>> Start READING PASSAGE

About
Sabana Share Issue Mandate: Say “No” and Learn from Manulife
We are calling on Sabana unitholders to protect their interests and vote against the mandate for the Reit manager to issue new shares. Sabana’s AGM will take place on 25 April, and Sabana is asking unitholders to allow the manager to issue as much as 20% of the existing units outstanding.
While we are generally not against a share issue mandate to give the management some flexibility in case a buying opportunity comes its way, we think a mandate to issue as much as 20% is “excessive”, uncalled for and can potentially be detrimental to unitholders as it dilutes their stake in the Reit.
Sabana’s performance has deteriorated further over the past months, mainly because of the poor way the Reit is managed. Its DPU has fallen 7% YoY to 1.46 Singapore cents underperforming its S-Reit peers which saw flat or increasing DPU. Also, the occupancy rate at key properties such as NTP+ has fallen, while its industrial property at 1 Tuas Avenue 4 has now been vacant for more than six years.
Instead of seeking approval for the acquisition of new properties the manager of Sabana Reit should focus on improving its existing portfolio through asset enhancement initiatives and reducing vacancy.
Interestingly there is a similar case, which could serve as a cautionary tale of how the manager and its owner, who is eventually responsible for “mismanagement” and value destruction can emerge unscathed while unitholders bear the brunt of poor decision making:
Singapore-listed Manulife US Real Estate investment Trust (MUST), with 12 office properties in the U.S., has been badly managed over the past years. Since its IPO, the Reit manager has bought more than US$ 1.4 billion of assets from the sponsor. Almost all assets have fallen in value, with the valuation of the flagship Figueroa asset falling by more than 25% to US$ 211 million, resulting in the Reit to lose close to S$ 75 million in a single transaction with the sponsor.

>> End READING PASSAGE
>> Start STORED ROWS

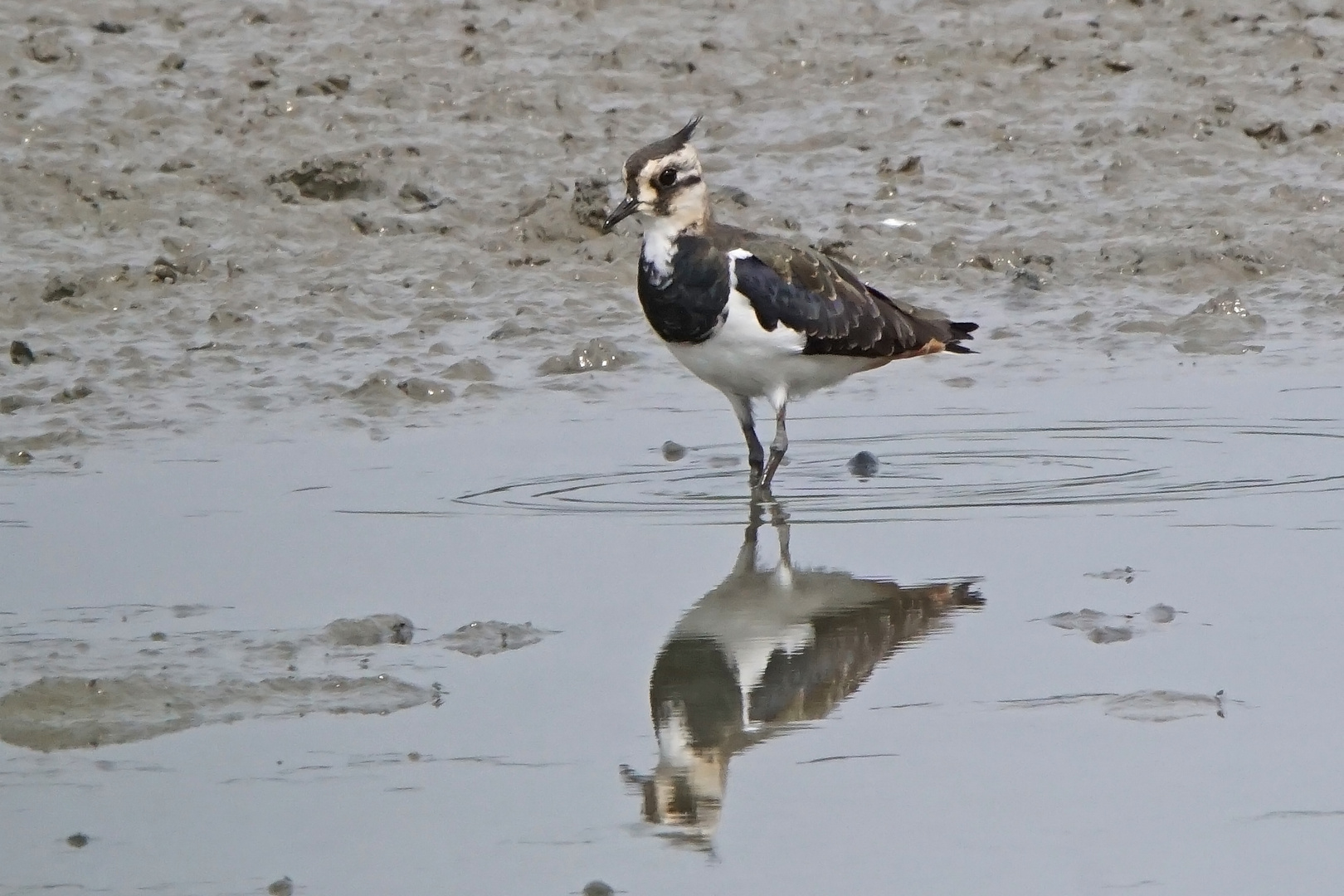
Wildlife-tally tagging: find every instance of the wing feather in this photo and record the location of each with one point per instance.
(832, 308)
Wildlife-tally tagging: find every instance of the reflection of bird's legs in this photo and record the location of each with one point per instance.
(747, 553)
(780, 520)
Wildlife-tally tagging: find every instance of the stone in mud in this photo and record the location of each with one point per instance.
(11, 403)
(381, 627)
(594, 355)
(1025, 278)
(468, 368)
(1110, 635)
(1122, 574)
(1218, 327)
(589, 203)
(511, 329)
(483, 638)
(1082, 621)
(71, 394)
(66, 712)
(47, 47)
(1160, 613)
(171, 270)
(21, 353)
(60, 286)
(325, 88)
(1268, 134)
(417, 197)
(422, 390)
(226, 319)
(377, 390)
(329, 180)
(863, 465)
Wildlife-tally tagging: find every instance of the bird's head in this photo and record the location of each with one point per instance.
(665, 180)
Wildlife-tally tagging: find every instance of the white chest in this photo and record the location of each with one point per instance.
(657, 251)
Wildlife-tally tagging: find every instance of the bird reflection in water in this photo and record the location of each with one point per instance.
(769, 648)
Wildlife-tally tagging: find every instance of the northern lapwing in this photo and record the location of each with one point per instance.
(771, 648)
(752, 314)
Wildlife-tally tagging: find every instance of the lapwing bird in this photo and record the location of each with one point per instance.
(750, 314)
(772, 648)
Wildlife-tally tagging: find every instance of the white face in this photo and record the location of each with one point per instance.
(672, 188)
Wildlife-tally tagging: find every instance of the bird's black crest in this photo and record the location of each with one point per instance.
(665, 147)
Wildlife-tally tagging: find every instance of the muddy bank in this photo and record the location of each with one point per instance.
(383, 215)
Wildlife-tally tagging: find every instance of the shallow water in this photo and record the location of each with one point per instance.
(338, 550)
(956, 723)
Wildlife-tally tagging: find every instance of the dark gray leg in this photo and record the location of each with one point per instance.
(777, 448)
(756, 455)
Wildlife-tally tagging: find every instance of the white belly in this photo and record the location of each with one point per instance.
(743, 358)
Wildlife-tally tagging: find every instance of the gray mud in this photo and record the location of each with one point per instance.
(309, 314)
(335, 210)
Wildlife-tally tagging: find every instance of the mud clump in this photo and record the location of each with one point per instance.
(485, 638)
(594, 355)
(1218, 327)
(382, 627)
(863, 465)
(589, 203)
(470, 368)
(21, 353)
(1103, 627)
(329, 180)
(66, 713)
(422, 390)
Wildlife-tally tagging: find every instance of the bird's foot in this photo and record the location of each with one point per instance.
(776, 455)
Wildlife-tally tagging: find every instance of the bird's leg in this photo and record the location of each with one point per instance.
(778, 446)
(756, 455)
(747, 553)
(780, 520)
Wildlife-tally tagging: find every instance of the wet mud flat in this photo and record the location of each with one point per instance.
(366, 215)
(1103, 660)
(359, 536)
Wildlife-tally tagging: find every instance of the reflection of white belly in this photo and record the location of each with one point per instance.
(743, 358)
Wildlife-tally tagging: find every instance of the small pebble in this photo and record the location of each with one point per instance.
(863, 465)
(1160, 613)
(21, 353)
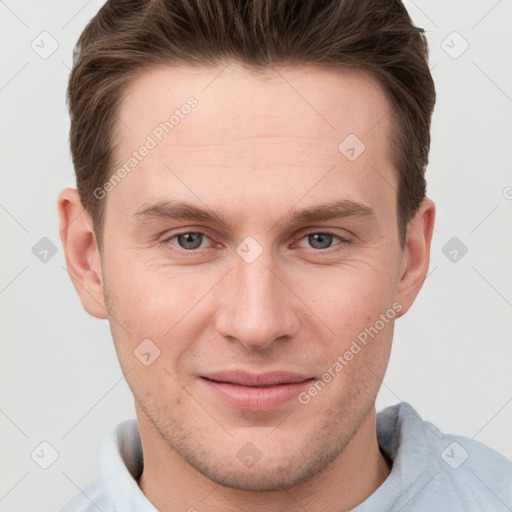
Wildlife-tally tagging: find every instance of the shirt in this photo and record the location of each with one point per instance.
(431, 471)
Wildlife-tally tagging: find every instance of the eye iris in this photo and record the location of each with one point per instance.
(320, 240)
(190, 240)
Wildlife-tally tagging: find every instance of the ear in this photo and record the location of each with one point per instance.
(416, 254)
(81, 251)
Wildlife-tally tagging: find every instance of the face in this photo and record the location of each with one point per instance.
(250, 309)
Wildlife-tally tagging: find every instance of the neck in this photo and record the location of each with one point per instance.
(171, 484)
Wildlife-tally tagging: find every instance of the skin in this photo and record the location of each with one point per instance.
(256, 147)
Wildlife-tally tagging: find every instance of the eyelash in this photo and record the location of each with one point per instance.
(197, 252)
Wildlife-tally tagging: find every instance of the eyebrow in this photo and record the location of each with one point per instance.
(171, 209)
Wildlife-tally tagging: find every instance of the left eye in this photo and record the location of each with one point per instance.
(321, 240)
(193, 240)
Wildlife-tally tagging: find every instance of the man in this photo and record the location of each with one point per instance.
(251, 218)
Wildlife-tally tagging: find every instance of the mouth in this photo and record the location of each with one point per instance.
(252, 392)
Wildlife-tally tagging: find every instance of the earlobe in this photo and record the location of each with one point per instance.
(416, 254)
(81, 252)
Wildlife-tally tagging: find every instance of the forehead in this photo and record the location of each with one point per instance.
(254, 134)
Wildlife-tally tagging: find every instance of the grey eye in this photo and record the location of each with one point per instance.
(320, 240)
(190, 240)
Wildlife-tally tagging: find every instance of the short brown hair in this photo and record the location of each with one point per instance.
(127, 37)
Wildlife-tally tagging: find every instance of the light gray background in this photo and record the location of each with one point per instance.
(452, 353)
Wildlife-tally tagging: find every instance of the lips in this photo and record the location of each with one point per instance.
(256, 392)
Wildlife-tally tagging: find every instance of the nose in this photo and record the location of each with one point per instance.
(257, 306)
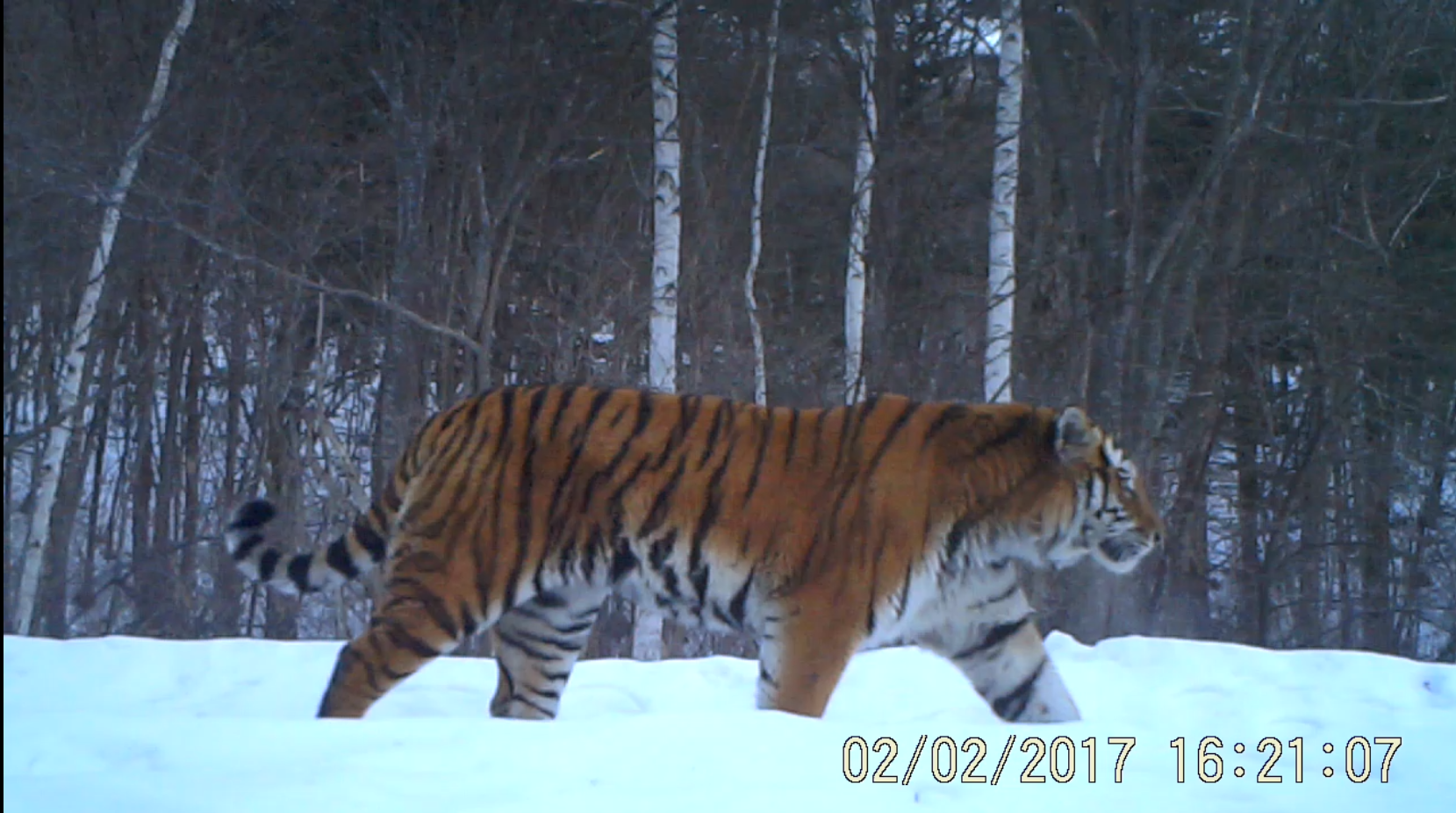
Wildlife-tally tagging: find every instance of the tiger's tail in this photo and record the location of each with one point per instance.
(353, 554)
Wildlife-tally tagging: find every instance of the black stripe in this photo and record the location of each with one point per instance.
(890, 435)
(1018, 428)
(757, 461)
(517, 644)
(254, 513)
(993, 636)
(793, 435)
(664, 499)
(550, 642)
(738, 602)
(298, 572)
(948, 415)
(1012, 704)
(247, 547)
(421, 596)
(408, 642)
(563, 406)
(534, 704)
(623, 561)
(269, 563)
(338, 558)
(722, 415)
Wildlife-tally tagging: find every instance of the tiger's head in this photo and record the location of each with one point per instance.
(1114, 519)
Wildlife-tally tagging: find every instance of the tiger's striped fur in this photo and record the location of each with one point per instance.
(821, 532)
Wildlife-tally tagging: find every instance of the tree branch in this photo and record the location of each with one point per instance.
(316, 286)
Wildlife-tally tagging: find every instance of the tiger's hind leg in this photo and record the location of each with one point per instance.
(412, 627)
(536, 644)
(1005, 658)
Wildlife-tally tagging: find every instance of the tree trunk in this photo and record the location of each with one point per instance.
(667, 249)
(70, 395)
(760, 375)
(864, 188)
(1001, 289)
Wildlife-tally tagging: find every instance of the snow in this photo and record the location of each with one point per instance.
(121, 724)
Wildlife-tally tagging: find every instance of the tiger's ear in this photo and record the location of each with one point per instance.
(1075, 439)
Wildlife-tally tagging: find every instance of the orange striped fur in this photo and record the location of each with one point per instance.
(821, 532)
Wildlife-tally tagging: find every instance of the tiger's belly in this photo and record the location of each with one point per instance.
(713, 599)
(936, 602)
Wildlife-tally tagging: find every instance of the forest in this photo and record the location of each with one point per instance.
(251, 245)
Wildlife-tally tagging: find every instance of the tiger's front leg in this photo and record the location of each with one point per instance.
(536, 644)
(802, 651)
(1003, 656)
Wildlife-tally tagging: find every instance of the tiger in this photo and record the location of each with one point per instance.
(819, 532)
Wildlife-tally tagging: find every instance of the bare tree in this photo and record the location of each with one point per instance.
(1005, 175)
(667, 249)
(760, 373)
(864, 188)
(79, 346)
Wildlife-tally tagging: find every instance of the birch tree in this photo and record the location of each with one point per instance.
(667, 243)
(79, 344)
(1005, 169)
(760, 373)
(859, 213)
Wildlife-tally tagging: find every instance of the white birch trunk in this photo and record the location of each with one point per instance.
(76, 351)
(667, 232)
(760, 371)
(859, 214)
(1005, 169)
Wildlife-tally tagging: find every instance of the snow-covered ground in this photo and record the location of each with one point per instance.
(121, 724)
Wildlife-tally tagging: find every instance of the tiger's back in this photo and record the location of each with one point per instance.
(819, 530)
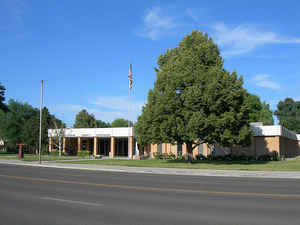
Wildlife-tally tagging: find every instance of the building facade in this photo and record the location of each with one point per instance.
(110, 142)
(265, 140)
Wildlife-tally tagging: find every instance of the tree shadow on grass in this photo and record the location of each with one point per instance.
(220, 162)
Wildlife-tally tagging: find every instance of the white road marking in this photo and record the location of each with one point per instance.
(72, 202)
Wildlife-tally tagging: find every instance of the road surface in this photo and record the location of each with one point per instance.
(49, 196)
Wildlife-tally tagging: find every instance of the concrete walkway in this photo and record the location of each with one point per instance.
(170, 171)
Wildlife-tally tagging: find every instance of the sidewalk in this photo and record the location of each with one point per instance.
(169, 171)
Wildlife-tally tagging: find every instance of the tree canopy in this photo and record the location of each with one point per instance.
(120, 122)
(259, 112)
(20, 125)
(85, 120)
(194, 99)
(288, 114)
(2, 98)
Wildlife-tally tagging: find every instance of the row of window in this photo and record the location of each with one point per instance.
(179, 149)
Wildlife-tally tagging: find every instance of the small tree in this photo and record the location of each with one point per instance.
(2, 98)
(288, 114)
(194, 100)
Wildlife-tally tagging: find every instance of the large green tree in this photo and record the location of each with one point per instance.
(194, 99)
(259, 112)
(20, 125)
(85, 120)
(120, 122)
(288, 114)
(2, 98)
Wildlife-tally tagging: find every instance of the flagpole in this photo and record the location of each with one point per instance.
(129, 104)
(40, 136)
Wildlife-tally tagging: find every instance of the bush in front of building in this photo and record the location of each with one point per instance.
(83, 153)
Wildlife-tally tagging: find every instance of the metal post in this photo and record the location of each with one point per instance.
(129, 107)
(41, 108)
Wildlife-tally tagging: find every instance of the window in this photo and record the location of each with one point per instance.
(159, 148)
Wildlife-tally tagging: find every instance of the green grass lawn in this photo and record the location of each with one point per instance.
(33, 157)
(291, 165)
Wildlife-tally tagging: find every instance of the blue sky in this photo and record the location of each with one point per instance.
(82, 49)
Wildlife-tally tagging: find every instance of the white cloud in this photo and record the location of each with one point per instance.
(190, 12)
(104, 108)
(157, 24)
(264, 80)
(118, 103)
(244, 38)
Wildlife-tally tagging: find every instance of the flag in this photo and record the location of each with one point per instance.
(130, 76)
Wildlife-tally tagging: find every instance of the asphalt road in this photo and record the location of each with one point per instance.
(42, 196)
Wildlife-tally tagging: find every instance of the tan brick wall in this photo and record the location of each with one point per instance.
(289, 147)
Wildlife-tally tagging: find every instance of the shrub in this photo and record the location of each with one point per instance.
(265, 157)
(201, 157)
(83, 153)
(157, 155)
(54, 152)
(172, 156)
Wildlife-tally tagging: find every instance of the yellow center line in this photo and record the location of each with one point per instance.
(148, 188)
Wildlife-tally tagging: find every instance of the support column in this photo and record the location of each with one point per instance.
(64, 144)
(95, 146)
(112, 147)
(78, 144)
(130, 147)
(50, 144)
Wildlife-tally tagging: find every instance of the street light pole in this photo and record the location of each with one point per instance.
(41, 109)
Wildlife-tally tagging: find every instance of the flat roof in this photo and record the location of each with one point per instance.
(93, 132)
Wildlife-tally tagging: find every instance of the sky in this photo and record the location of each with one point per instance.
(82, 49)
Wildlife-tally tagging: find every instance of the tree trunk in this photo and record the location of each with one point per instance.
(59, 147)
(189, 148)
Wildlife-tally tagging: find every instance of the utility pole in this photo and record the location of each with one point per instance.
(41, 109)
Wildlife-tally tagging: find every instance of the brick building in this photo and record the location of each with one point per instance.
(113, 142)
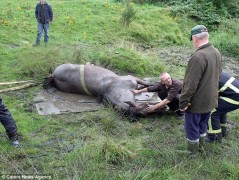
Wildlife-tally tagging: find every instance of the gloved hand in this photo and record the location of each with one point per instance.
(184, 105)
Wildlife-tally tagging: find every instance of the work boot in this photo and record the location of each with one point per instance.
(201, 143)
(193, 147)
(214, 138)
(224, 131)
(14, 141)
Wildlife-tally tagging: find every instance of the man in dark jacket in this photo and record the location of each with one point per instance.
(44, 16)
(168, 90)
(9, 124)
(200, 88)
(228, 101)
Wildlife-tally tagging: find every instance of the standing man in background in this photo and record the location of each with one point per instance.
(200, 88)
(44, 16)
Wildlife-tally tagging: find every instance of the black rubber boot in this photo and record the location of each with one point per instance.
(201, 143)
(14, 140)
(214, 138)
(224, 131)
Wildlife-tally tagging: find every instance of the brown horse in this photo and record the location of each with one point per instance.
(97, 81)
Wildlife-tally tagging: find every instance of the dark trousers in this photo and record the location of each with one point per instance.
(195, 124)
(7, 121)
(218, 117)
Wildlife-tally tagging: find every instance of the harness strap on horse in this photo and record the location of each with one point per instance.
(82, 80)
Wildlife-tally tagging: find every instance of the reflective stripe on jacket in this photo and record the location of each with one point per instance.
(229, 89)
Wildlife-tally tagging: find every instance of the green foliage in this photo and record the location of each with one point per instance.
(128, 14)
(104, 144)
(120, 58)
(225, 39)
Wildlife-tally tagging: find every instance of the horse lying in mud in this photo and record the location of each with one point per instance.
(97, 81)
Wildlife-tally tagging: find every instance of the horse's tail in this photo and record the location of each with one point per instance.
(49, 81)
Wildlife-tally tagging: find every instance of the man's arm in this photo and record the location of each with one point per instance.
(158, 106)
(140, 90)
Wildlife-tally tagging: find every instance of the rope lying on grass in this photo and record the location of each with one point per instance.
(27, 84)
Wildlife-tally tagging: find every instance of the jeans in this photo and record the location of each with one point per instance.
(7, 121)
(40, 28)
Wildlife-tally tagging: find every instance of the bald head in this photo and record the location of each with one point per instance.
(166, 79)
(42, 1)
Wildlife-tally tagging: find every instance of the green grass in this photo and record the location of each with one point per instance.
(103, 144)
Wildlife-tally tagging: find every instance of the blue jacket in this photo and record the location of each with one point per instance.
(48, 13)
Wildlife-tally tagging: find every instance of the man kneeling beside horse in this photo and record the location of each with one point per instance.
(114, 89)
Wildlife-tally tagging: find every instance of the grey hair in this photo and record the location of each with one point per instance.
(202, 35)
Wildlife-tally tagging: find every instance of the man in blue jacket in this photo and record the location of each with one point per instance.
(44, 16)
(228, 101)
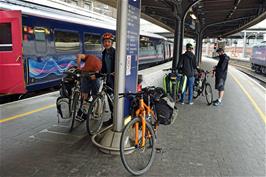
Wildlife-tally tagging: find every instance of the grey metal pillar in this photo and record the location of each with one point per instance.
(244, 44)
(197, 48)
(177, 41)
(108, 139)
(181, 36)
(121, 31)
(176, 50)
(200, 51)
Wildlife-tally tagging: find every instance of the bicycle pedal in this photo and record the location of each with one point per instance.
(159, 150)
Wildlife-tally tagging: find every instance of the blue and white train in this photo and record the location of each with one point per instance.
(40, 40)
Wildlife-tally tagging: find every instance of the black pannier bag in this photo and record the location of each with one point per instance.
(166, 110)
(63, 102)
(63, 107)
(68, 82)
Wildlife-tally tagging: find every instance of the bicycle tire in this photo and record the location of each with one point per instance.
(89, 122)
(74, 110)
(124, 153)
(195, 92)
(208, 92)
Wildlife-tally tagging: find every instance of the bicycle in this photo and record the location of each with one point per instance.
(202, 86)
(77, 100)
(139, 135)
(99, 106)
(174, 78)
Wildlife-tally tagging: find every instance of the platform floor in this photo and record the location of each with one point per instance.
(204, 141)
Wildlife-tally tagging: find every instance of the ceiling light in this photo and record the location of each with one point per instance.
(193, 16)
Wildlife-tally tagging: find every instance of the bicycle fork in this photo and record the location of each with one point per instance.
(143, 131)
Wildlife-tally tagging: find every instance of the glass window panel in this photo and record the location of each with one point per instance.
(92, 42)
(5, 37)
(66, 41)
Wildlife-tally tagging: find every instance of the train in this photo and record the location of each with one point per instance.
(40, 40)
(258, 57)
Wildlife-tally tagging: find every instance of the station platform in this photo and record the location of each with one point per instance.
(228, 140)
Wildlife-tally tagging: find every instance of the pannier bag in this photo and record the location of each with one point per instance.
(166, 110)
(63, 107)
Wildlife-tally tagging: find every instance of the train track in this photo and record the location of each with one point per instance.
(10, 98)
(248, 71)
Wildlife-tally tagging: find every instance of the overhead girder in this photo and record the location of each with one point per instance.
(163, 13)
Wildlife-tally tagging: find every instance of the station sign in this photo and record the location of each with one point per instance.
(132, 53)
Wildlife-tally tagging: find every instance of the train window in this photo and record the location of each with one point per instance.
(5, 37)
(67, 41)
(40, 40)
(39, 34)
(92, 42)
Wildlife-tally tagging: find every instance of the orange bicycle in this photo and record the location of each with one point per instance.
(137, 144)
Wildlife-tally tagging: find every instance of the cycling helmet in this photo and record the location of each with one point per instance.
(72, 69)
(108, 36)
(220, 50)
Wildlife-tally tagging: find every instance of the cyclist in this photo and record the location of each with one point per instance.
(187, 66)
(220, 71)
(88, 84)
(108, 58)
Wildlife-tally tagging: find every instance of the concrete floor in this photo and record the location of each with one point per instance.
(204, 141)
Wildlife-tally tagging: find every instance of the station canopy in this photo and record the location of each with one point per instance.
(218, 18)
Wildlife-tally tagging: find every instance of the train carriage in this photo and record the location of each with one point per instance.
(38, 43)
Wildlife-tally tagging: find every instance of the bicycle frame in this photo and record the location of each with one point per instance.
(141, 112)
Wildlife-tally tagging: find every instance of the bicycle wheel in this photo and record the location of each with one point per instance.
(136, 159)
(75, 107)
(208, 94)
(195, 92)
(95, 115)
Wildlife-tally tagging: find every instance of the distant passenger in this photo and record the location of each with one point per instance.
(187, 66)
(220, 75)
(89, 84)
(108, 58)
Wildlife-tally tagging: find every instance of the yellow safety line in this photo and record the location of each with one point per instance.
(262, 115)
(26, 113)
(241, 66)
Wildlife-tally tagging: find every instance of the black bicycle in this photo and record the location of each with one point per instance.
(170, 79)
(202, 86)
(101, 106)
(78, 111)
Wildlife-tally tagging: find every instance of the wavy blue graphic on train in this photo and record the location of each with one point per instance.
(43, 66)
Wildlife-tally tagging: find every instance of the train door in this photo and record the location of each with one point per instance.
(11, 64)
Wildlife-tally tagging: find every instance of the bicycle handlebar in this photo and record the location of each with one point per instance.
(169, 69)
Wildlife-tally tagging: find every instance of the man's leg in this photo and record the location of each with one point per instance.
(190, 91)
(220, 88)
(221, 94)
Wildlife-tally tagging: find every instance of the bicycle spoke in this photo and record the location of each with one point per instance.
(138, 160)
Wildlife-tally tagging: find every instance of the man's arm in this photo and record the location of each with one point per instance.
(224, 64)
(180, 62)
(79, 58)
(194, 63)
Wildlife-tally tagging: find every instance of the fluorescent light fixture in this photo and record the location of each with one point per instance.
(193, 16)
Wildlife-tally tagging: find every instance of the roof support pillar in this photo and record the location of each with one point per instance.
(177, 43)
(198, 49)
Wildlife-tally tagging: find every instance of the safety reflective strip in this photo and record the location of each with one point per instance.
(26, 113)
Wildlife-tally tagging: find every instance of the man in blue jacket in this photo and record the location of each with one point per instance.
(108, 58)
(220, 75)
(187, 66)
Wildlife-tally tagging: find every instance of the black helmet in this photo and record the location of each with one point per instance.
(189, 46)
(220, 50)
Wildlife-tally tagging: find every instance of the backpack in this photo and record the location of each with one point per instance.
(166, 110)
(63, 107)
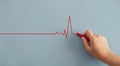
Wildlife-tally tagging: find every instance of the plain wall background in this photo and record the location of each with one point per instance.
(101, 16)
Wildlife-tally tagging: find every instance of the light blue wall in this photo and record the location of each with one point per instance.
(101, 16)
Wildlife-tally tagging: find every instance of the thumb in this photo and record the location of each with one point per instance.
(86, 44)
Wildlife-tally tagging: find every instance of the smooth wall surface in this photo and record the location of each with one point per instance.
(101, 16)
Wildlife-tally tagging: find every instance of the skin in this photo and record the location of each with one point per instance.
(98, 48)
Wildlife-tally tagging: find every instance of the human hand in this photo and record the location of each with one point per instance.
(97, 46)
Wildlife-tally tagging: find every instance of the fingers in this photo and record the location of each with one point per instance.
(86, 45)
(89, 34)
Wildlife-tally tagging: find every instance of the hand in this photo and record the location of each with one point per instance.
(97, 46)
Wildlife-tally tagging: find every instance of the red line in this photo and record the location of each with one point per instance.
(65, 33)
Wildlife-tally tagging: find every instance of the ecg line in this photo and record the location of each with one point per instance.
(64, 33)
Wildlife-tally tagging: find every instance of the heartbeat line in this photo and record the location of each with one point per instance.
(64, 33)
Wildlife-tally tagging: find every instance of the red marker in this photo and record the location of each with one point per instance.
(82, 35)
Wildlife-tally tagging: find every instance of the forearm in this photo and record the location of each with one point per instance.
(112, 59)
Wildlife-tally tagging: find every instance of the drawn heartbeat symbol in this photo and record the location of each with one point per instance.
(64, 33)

>> End STORED ROWS

| WHAT TO DO |
a) Extract from the article on the Sabana share issue mandate the part that opens with the words containing "Sabana’s performance has" and closes with "and reducing vacancy.".
b) According to the article on the Sabana share issue mandate, how long has the industrial property at 1 Tuas Avenue 4 been vacant?

| ANSWERS PROVIDED |
a)
Sabana’s performance has deteriorated further over the past months, mainly because of the poor way the Reit is managed. Its DPU has fallen 7% YoY to 1.46 Singapore cents underperforming its S-Reit peers which saw flat or increasing DPU. Also, the occupancy rate at key properties such as NTP+ has fallen, while its industrial property at 1 Tuas Avenue 4 has now been vacant for more than six years.
Instead of seeking approval for the acquisition of new properties the manager of Sabana Reit should focus on improving its existing portfolio through asset enhancement initiatives and reducing vacancy.

b) More than six years.